Passage given
It would thus be desirable to provide a system and method for extracting and using linguistic
patterns of textual data to assist a user in locating requested data that, in addition to matching
the user's specific request, also corresponds to the user's professional, cultural, educational, and
social backgrounds as well as to the user's psychological profile and thus addresses the user's
Summary of the PatentThis invention relates to use of linguistic patterns of documents to assist a user in locating requested data that, in addition to matching the user's specific request, also corresponds to the user's cultural, educational, professional, and social backgrounds as well as to the user's psychological profile, and thus addresses the user's "unexpressed" requests. The present invention provides a system and method for automatically generating a personalized user document's summary of "key" phrases based on linguistic patterns of documents provided by the user and for utilizing the generated summary to perform adaptive Internet or computer data searches.
The system of the present invention advantageously overcomes the drawbacks of previously known data searching techniques. As was noted earlier, typical key word and even more advanced searches only provide the user with search results that depend entirely on the search string entered by the user, without any regard to the user's cultural, educational, professional, and social backgrounds or the to user's psychological profile.

Brief
Please quote the patent passage word for word from "The system of" to "user's psychological profile.".

Data listing
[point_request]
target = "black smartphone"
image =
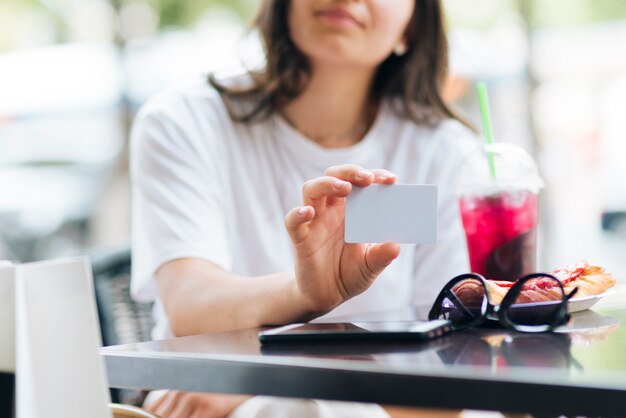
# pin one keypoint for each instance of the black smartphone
(357, 331)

Output of the exercise
The system of the present invention advantageously overcomes the drawbacks of previously known data searching techniques. As was noted earlier, typical key word and even more advanced searches only provide the user with search results that depend entirely on the search string entered by the user, without any regard to the user's cultural, educational, professional, and social backgrounds or the to user's psychological profile.